• _Your goal_: Within the data that follows, how many lines contain the word "grey"? Reply with only the number.

━━ Input material

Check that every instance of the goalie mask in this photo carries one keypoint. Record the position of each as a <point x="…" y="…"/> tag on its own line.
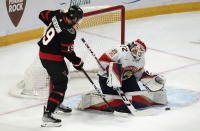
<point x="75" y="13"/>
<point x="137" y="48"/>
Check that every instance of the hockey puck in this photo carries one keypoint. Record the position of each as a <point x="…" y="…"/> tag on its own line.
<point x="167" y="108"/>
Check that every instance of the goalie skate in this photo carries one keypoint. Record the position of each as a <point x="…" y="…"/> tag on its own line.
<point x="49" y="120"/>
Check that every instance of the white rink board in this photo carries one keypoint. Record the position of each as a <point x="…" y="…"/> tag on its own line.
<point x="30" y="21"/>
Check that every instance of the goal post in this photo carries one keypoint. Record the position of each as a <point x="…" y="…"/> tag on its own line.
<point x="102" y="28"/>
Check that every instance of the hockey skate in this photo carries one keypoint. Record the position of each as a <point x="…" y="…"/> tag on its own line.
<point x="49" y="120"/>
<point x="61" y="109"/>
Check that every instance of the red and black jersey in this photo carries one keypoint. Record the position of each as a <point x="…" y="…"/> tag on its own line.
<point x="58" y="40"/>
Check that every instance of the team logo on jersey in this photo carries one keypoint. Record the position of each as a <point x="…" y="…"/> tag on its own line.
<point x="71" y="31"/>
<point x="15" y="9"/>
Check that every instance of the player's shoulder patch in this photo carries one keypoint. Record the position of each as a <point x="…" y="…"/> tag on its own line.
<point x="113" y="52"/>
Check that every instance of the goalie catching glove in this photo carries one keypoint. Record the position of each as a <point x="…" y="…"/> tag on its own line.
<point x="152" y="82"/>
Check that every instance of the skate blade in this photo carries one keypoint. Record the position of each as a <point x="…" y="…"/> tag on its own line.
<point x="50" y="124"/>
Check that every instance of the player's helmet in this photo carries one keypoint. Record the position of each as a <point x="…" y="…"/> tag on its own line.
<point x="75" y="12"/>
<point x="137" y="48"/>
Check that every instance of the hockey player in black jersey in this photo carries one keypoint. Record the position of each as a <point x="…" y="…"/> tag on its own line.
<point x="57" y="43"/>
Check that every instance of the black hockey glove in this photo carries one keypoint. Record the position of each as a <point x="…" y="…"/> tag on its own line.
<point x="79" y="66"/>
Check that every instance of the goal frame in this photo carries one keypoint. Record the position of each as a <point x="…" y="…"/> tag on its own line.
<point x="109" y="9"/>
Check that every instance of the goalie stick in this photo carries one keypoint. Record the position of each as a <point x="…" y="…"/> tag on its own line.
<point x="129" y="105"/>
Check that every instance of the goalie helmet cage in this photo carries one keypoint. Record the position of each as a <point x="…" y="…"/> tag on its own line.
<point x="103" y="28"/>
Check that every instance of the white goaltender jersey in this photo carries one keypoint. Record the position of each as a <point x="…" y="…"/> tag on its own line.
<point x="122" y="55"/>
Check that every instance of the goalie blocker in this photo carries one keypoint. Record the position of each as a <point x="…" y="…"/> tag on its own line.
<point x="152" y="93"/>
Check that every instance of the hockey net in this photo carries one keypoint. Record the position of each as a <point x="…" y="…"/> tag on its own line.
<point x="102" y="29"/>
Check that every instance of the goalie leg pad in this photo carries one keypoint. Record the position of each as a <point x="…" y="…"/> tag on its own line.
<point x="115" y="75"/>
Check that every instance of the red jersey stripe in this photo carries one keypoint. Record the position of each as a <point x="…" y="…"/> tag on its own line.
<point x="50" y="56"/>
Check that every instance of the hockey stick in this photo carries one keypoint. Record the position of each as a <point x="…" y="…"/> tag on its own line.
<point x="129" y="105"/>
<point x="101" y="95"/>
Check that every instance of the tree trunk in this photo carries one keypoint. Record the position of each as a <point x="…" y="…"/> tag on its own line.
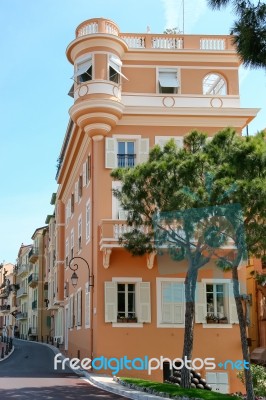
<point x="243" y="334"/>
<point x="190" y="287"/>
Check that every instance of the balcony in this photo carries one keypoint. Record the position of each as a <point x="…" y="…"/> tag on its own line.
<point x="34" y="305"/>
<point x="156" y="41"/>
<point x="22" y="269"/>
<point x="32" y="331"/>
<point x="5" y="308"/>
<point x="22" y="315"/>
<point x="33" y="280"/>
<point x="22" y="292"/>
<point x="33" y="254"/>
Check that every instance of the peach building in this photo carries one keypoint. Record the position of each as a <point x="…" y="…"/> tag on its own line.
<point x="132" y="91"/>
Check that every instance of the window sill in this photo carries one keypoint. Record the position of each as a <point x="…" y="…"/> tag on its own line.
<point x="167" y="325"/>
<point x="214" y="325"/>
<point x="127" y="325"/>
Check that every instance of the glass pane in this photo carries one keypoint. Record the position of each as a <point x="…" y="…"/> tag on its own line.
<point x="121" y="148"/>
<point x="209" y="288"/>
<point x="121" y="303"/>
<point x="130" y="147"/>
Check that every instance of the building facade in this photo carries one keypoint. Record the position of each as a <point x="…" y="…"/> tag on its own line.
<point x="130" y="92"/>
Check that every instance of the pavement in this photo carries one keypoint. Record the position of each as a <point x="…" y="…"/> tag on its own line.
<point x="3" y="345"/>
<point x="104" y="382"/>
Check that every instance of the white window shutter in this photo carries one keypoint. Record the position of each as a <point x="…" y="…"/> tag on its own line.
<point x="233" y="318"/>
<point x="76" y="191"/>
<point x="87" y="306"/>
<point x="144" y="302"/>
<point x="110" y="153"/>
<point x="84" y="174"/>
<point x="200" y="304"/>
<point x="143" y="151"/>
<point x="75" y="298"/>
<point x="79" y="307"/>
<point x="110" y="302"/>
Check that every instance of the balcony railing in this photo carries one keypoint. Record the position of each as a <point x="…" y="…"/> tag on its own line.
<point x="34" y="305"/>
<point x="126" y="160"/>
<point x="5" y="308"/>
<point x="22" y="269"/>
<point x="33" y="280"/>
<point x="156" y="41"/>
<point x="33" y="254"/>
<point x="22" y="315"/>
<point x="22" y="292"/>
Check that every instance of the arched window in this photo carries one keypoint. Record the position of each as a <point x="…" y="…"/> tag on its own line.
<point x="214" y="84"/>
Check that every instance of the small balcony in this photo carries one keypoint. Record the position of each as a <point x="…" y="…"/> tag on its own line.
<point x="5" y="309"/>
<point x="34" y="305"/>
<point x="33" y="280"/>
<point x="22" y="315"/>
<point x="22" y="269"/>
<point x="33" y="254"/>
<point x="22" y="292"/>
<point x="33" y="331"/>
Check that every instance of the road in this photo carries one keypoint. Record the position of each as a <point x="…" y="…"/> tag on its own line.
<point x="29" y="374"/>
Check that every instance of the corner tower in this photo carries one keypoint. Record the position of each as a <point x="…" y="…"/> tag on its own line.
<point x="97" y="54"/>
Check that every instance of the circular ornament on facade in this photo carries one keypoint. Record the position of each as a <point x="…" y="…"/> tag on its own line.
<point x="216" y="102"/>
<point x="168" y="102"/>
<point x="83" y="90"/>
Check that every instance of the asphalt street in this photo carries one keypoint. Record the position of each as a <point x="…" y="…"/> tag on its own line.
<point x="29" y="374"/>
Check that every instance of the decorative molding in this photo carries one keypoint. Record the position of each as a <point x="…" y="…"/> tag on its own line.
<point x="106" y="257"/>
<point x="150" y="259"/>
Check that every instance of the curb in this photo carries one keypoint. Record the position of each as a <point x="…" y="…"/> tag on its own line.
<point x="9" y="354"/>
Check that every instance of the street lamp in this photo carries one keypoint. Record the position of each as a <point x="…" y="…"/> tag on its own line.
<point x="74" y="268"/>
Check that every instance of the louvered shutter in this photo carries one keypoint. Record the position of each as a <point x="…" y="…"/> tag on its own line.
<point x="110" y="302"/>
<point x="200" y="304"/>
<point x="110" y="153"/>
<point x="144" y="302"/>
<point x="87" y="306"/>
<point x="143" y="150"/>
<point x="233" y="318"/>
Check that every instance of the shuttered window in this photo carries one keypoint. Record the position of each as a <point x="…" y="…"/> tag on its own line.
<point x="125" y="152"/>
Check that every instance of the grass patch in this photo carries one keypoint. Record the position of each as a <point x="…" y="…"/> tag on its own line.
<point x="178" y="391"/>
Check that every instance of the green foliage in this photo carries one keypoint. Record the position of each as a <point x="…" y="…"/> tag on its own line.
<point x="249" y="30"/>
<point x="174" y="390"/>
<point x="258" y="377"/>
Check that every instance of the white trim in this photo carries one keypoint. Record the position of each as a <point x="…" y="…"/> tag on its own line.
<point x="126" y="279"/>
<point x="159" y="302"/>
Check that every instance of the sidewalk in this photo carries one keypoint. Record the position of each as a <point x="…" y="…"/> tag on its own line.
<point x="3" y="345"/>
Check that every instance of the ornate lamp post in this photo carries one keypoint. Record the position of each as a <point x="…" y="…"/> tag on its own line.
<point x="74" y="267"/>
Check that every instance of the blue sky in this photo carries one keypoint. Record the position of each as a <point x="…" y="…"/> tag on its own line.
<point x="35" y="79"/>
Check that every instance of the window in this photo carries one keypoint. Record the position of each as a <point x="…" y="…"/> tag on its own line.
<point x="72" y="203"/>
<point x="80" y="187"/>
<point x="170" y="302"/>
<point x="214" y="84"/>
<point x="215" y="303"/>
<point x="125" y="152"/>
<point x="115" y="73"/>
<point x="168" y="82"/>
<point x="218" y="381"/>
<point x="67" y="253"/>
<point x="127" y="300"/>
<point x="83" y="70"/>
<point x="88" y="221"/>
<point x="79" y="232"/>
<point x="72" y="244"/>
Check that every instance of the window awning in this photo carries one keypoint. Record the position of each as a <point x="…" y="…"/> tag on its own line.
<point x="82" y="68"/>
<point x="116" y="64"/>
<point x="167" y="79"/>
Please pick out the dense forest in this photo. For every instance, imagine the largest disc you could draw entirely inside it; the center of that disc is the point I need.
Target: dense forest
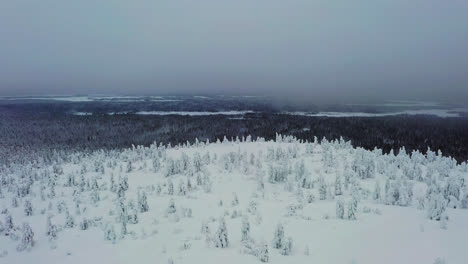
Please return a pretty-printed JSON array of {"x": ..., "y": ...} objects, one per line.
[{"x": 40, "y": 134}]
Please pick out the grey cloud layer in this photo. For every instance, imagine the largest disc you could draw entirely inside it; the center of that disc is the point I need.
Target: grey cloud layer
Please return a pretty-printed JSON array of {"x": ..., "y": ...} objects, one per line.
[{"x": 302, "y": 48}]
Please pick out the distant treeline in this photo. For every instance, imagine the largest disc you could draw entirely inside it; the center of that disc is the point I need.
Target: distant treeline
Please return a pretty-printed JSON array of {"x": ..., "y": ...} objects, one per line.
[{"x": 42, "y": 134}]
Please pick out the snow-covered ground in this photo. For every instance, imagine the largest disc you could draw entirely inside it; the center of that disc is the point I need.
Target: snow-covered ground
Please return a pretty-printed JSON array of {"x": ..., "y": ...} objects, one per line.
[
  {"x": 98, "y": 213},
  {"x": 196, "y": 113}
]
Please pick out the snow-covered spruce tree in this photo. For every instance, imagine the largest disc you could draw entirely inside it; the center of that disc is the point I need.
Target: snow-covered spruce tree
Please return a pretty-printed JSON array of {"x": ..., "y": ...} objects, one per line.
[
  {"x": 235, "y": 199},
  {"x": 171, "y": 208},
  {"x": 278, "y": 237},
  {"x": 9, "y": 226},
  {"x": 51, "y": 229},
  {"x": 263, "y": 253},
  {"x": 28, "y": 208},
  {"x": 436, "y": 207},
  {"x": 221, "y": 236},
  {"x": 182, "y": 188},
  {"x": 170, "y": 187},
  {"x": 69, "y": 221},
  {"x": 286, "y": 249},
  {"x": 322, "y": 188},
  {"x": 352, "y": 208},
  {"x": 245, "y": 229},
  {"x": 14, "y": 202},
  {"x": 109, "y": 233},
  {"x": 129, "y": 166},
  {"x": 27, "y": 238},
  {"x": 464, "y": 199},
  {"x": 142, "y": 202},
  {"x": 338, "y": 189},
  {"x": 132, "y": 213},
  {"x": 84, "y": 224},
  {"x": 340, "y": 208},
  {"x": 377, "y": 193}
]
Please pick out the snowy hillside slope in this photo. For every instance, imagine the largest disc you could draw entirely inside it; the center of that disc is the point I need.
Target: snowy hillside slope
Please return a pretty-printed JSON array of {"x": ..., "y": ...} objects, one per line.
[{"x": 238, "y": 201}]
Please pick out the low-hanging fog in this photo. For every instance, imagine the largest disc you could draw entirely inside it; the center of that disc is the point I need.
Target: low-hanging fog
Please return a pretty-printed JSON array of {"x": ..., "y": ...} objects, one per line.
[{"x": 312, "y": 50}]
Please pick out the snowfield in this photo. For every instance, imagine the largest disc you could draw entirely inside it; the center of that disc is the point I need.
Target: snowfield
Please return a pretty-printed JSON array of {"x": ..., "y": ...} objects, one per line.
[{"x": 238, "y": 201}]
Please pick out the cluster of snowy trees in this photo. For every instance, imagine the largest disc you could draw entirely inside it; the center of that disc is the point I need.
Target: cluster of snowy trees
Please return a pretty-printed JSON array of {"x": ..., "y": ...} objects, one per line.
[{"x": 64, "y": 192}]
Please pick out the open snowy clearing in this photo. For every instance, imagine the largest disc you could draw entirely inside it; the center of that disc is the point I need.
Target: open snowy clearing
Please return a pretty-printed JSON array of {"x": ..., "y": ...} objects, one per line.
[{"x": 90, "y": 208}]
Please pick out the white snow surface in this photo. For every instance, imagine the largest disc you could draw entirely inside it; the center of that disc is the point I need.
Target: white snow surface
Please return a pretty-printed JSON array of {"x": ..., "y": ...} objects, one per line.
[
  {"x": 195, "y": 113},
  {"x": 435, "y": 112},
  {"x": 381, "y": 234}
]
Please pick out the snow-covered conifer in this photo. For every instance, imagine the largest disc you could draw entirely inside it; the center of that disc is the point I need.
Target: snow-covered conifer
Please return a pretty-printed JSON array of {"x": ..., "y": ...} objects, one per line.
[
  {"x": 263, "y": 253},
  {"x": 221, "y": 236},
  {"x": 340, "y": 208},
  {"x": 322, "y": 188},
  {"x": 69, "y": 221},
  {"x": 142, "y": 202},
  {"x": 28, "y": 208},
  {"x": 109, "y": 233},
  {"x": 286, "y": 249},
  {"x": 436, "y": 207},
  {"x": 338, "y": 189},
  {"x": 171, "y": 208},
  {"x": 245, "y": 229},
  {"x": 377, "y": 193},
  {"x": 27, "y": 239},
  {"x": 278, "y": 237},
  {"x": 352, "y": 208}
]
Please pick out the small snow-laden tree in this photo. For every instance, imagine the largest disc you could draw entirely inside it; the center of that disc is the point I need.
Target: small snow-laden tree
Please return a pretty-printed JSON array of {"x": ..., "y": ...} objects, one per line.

━━━━

• _Task output_: 2